YOUR TASK: Every entry is to be returned verbatim.

= = = = =

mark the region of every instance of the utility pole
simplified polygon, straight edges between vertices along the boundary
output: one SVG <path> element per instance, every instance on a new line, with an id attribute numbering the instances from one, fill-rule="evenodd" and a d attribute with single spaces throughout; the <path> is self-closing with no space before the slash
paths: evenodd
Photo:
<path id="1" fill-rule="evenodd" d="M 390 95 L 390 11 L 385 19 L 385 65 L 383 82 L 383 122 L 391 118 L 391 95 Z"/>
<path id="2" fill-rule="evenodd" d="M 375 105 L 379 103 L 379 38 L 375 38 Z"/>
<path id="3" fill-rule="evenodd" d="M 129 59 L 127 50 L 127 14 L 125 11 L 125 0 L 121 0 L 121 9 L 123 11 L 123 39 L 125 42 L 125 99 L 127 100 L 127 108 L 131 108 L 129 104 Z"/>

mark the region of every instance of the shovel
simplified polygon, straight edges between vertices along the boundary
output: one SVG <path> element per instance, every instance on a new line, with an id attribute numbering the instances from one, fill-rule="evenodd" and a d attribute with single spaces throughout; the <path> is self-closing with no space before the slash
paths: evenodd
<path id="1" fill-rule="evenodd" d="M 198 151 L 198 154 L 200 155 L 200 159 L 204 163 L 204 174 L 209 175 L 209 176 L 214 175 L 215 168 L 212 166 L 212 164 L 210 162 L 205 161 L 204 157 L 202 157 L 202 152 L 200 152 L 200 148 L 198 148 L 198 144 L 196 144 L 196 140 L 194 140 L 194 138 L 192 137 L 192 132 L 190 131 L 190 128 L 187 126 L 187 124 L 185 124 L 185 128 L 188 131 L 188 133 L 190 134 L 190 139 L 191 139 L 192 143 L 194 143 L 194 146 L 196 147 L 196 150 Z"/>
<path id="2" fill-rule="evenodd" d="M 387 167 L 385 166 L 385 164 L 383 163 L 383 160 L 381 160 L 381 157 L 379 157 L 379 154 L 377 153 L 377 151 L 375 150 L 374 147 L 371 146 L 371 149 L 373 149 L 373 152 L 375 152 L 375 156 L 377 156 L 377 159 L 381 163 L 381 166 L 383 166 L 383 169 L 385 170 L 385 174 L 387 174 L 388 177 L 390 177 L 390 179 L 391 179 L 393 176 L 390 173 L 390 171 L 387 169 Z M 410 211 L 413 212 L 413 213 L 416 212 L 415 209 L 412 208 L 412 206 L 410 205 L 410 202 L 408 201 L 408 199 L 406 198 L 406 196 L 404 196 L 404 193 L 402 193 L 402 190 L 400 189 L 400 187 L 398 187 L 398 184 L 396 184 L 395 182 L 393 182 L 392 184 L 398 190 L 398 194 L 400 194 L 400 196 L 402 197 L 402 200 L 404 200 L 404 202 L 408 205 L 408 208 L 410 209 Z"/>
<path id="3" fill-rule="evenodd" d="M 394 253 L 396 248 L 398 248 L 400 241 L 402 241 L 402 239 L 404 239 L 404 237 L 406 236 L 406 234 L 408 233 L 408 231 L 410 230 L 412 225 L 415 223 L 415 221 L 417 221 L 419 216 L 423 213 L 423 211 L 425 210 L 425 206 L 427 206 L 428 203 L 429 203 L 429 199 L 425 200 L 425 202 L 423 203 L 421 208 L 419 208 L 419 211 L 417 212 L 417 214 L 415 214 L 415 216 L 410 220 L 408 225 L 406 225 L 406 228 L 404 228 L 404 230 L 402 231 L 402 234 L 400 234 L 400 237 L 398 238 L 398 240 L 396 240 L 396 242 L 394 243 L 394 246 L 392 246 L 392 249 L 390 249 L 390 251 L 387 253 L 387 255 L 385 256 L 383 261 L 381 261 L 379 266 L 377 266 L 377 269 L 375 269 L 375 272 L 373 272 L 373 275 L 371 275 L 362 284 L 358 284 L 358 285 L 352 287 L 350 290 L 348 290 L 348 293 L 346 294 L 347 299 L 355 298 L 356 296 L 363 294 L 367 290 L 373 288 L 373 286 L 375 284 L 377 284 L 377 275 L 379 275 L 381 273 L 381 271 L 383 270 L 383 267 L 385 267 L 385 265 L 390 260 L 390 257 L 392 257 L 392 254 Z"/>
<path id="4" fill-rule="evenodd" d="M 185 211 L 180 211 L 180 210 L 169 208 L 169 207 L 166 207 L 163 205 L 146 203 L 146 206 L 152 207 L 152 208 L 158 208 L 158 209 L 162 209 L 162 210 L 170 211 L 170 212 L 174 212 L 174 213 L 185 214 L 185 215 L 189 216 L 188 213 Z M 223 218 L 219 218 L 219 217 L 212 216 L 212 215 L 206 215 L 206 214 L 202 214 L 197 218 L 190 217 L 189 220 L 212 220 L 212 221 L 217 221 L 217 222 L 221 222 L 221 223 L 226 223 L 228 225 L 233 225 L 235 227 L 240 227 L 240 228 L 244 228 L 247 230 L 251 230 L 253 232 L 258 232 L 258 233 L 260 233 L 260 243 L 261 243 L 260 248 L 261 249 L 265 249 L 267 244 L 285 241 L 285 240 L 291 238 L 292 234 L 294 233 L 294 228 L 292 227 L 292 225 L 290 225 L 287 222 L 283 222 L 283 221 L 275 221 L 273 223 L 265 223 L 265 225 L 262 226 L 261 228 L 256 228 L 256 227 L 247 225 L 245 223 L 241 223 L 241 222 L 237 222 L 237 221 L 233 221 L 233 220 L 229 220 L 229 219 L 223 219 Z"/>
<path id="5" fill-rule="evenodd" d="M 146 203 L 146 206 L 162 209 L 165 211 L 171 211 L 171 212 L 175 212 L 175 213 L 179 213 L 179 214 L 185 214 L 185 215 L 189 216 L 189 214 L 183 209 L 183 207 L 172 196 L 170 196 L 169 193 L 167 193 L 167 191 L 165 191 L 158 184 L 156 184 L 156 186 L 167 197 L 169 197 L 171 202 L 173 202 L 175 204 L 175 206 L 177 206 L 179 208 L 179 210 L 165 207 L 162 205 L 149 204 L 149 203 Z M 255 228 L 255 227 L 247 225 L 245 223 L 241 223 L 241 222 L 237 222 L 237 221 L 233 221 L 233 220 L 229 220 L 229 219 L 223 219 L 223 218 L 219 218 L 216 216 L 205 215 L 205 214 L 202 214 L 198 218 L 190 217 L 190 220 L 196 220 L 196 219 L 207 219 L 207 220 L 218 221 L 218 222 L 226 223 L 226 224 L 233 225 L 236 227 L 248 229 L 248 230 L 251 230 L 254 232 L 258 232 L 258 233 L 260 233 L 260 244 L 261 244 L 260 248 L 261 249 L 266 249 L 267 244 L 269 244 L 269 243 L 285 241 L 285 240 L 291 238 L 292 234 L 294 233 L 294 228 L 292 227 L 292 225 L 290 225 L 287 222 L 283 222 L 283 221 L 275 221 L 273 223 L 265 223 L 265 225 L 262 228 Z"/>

= = = = =

TASK RESPONSE:
mark the region of every instance of the utility pole
simplified polygon, straight edges between vertices along the boundary
output: one SVG <path> element per instance, every instance on a new line, with an id attribute numbering the instances from one, fill-rule="evenodd" and a d attribute with single spaces throughout; the <path> is self-closing with no space before the slash
paths: evenodd
Photo:
<path id="1" fill-rule="evenodd" d="M 390 95 L 390 11 L 385 19 L 385 65 L 383 82 L 383 122 L 391 118 L 391 95 Z"/>
<path id="2" fill-rule="evenodd" d="M 375 105 L 379 103 L 379 38 L 375 38 Z"/>
<path id="3" fill-rule="evenodd" d="M 129 59 L 127 50 L 127 14 L 125 11 L 125 0 L 121 0 L 121 9 L 123 11 L 123 39 L 125 42 L 125 99 L 127 100 L 127 108 L 131 108 L 129 104 Z"/>

mark the region of every instance of the shovel
simplified polygon, straight edges between vertices along the boundary
output: one SVG <path> element per instance, every instance on a new line, with an id attribute numbering the instances from one, fill-rule="evenodd" and a d attribute with single spaces throughout; the <path> is self-closing with no space before the slash
paths: evenodd
<path id="1" fill-rule="evenodd" d="M 198 151 L 198 154 L 200 155 L 200 159 L 204 163 L 204 174 L 209 175 L 209 176 L 214 175 L 215 168 L 212 166 L 212 164 L 210 162 L 205 161 L 204 157 L 202 157 L 202 152 L 200 152 L 200 148 L 198 148 L 198 144 L 196 144 L 196 140 L 194 140 L 194 138 L 192 137 L 192 132 L 190 131 L 190 128 L 187 126 L 187 124 L 185 124 L 185 128 L 188 131 L 188 133 L 190 134 L 190 139 L 191 139 L 192 143 L 194 143 L 194 146 L 196 147 L 196 150 Z"/>
<path id="2" fill-rule="evenodd" d="M 387 167 L 385 166 L 385 164 L 383 163 L 383 160 L 381 160 L 381 157 L 379 157 L 379 154 L 377 153 L 377 151 L 375 150 L 374 147 L 371 146 L 371 149 L 373 149 L 373 152 L 375 152 L 375 156 L 377 156 L 377 159 L 381 163 L 381 166 L 383 166 L 383 169 L 385 170 L 385 174 L 387 174 L 388 177 L 390 177 L 390 179 L 391 179 L 393 176 L 390 173 L 390 171 L 387 169 Z M 410 211 L 413 212 L 413 213 L 416 212 L 415 209 L 412 208 L 412 206 L 410 205 L 410 202 L 408 201 L 408 199 L 406 198 L 406 196 L 404 196 L 404 193 L 402 193 L 402 190 L 400 189 L 400 187 L 398 187 L 398 184 L 396 184 L 395 182 L 393 182 L 392 184 L 398 190 L 398 194 L 400 194 L 400 196 L 402 197 L 402 200 L 404 200 L 404 202 L 408 205 L 408 208 L 410 209 Z"/>
<path id="3" fill-rule="evenodd" d="M 394 253 L 396 248 L 398 248 L 400 241 L 402 241 L 402 239 L 404 239 L 404 237 L 406 236 L 406 234 L 408 233 L 408 231 L 410 230 L 412 225 L 415 223 L 415 221 L 417 221 L 419 216 L 423 213 L 423 211 L 425 210 L 425 206 L 427 206 L 428 203 L 429 203 L 429 199 L 425 200 L 425 202 L 423 203 L 421 208 L 419 208 L 419 211 L 417 212 L 417 214 L 415 214 L 415 216 L 410 220 L 408 225 L 406 225 L 406 228 L 404 228 L 404 230 L 402 231 L 402 234 L 400 234 L 400 237 L 398 238 L 398 240 L 396 240 L 396 242 L 394 243 L 394 246 L 392 246 L 392 249 L 390 249 L 390 251 L 387 253 L 387 255 L 385 256 L 383 261 L 381 261 L 379 266 L 377 266 L 377 269 L 375 269 L 375 272 L 373 272 L 373 275 L 371 275 L 362 284 L 358 284 L 358 285 L 352 287 L 350 290 L 348 290 L 348 293 L 346 294 L 347 299 L 355 298 L 356 296 L 363 294 L 367 290 L 373 288 L 373 286 L 375 284 L 377 284 L 377 275 L 379 275 L 381 273 L 381 271 L 383 270 L 383 267 L 385 267 L 385 265 L 390 260 L 390 257 L 392 257 L 392 254 Z"/>
<path id="4" fill-rule="evenodd" d="M 185 211 L 180 211 L 180 210 L 169 208 L 169 207 L 166 207 L 163 205 L 146 203 L 146 206 L 152 207 L 152 208 L 158 208 L 158 209 L 162 209 L 162 210 L 170 211 L 170 212 L 174 212 L 174 213 L 185 214 L 185 215 L 189 216 L 188 213 Z M 223 218 L 219 218 L 219 217 L 212 216 L 212 215 L 206 215 L 206 214 L 202 214 L 197 218 L 190 217 L 189 220 L 212 220 L 212 221 L 217 221 L 217 222 L 221 222 L 221 223 L 226 223 L 228 225 L 233 225 L 235 227 L 240 227 L 240 228 L 244 228 L 247 230 L 251 230 L 253 232 L 258 232 L 258 233 L 260 233 L 260 243 L 261 243 L 260 248 L 261 249 L 265 249 L 267 244 L 285 241 L 285 240 L 291 238 L 292 234 L 294 233 L 294 228 L 292 227 L 292 225 L 290 225 L 287 222 L 283 222 L 283 221 L 275 221 L 273 223 L 265 223 L 265 225 L 262 226 L 261 228 L 256 228 L 256 227 L 247 225 L 245 223 L 241 223 L 241 222 L 237 222 L 237 221 L 233 221 L 233 220 L 229 220 L 229 219 L 223 219 Z"/>
<path id="5" fill-rule="evenodd" d="M 146 203 L 146 206 L 162 209 L 165 211 L 171 211 L 171 212 L 175 212 L 175 213 L 179 213 L 179 214 L 185 214 L 185 215 L 189 216 L 189 214 L 183 209 L 183 207 L 172 196 L 170 196 L 169 193 L 167 193 L 167 191 L 165 191 L 158 184 L 156 184 L 156 186 L 167 197 L 169 197 L 171 202 L 173 202 L 175 204 L 175 206 L 177 206 L 179 208 L 179 210 L 165 207 L 162 205 L 149 204 L 149 203 Z M 255 228 L 255 227 L 247 225 L 245 223 L 241 223 L 241 222 L 237 222 L 237 221 L 233 221 L 233 220 L 229 220 L 229 219 L 223 219 L 223 218 L 219 218 L 216 216 L 205 215 L 205 214 L 202 214 L 198 218 L 190 217 L 190 220 L 196 220 L 196 219 L 207 219 L 207 220 L 218 221 L 218 222 L 226 223 L 226 224 L 233 225 L 236 227 L 248 229 L 248 230 L 251 230 L 254 232 L 258 232 L 258 233 L 260 233 L 260 244 L 261 244 L 260 248 L 261 249 L 266 249 L 267 244 L 269 244 L 269 243 L 285 241 L 285 240 L 291 238 L 292 234 L 294 233 L 294 228 L 292 227 L 292 225 L 290 225 L 287 222 L 283 222 L 283 221 L 275 221 L 273 223 L 265 223 L 265 225 L 262 228 Z"/>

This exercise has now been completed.